## RECORDED INFORMATION

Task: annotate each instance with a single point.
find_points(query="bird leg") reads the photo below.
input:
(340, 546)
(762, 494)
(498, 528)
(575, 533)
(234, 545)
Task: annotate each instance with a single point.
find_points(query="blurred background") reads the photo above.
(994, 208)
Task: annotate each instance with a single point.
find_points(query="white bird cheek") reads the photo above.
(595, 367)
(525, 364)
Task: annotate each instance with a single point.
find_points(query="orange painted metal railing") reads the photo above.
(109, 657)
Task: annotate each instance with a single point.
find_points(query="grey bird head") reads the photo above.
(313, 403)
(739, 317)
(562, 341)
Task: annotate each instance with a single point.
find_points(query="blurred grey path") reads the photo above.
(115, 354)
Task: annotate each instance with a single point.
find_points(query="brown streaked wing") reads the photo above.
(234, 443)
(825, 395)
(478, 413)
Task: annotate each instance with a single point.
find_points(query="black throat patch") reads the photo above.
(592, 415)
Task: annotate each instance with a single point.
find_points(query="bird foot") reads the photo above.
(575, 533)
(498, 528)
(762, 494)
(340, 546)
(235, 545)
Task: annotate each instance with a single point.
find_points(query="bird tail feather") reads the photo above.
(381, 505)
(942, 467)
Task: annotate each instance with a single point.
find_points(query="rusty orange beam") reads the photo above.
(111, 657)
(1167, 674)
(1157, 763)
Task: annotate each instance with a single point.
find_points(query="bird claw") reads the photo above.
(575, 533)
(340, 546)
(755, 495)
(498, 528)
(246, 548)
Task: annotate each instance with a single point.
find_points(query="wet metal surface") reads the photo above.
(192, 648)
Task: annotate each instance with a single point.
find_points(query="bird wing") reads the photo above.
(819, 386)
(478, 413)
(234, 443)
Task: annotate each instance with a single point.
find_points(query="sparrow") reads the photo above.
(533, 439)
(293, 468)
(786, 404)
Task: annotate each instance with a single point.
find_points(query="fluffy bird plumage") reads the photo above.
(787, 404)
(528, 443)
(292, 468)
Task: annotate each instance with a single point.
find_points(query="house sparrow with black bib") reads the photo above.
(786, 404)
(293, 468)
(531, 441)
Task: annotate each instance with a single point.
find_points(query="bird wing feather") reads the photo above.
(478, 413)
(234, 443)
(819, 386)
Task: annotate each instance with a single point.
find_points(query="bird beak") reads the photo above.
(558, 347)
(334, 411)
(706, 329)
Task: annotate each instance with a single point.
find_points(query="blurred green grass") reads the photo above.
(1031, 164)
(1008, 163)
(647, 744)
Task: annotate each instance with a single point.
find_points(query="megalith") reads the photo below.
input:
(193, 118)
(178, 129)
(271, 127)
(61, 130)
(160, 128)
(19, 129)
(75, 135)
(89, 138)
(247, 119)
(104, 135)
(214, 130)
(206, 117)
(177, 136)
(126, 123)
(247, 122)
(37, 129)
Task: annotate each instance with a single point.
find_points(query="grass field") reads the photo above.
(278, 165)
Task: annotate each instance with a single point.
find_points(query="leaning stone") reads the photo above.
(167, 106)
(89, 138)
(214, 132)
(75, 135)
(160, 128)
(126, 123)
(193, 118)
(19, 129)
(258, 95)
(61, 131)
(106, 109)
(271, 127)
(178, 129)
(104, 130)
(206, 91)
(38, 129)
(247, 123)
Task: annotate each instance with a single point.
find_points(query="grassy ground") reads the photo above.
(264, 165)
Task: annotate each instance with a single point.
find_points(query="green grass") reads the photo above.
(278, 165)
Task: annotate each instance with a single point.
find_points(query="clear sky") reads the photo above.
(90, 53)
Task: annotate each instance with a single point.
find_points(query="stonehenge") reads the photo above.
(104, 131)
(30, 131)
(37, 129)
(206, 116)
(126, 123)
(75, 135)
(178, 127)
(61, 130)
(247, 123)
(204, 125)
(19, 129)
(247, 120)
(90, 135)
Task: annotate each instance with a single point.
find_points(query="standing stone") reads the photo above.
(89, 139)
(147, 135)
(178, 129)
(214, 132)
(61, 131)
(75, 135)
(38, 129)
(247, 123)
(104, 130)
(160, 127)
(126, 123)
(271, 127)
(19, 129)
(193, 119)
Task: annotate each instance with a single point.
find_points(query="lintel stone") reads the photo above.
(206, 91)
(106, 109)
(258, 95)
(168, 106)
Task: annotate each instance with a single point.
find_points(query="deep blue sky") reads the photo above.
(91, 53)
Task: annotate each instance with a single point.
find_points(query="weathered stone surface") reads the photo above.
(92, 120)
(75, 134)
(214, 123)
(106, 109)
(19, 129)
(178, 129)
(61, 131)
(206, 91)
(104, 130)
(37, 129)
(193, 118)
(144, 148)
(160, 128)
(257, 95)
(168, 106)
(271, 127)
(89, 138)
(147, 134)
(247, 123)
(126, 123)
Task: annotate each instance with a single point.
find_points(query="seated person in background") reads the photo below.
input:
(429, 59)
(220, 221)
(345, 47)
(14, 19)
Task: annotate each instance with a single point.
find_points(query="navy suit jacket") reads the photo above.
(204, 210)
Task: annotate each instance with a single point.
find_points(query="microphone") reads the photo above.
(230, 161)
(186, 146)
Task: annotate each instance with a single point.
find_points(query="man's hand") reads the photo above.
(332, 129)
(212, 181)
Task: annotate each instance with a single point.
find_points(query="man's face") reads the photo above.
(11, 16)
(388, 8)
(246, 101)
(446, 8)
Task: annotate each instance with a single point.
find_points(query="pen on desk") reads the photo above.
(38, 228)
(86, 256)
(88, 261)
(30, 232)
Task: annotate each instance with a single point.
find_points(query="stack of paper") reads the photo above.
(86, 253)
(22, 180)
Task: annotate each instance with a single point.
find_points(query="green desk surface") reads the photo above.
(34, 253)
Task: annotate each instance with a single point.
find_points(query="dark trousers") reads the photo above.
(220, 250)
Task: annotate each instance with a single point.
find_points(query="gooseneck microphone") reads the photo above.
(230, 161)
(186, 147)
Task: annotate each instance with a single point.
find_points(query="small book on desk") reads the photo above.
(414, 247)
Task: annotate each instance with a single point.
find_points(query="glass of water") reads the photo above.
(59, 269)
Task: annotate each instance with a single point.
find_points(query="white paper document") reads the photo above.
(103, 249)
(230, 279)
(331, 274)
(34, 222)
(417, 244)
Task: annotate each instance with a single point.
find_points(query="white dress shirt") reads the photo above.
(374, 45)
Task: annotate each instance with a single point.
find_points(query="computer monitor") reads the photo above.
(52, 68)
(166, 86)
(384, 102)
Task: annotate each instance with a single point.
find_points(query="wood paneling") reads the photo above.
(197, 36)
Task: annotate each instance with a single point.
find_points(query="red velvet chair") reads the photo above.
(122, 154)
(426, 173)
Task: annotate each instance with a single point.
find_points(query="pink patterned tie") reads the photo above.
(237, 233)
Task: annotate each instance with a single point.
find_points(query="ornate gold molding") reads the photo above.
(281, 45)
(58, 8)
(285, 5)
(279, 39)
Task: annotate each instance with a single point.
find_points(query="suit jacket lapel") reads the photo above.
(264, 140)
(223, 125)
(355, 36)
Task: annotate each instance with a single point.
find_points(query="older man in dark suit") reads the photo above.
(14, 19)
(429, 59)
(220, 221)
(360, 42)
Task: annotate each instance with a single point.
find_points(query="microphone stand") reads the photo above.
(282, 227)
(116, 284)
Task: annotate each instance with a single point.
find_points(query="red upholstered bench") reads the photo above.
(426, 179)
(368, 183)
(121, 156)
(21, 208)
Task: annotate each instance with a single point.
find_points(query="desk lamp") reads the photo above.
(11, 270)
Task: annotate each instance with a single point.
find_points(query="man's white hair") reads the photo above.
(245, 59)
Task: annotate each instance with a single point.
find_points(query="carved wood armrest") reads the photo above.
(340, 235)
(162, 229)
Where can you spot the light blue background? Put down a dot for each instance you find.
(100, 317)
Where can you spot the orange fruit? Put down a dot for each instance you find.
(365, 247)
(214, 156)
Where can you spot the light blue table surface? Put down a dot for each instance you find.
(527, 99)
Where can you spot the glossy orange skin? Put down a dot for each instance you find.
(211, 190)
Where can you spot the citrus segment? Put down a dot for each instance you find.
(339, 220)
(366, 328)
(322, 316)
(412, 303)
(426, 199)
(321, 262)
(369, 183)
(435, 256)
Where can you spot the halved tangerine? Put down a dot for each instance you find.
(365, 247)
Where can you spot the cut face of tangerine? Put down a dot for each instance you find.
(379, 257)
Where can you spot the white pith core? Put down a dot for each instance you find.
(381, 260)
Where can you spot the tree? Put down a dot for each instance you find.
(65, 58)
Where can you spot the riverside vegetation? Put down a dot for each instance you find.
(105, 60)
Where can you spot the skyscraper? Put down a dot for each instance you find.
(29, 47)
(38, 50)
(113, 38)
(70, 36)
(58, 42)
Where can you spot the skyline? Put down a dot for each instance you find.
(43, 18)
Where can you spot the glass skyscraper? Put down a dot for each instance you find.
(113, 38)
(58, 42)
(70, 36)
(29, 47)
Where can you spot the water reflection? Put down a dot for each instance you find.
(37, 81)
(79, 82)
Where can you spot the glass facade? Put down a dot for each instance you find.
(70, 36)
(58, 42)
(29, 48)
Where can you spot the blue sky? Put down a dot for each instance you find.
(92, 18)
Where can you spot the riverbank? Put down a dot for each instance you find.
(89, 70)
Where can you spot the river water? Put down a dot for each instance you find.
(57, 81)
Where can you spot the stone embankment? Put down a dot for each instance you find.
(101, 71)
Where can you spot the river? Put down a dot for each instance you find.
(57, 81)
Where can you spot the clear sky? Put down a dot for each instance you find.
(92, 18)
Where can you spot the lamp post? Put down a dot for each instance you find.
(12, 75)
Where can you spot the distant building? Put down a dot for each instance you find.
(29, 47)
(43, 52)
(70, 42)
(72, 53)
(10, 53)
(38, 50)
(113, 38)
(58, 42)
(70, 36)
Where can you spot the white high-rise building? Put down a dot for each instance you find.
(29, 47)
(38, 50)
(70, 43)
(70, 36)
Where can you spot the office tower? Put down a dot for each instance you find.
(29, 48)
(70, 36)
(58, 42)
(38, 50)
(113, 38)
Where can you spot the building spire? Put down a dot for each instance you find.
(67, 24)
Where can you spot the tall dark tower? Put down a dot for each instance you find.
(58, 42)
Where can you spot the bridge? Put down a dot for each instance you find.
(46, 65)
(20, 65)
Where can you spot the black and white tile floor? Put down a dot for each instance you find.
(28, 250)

## INSTRUCTIONS FOR THE TASK
Across the entries above, how many lines carry the word "below"? Write only the number.

## RESPONSE FOR THIS EXERCISE
3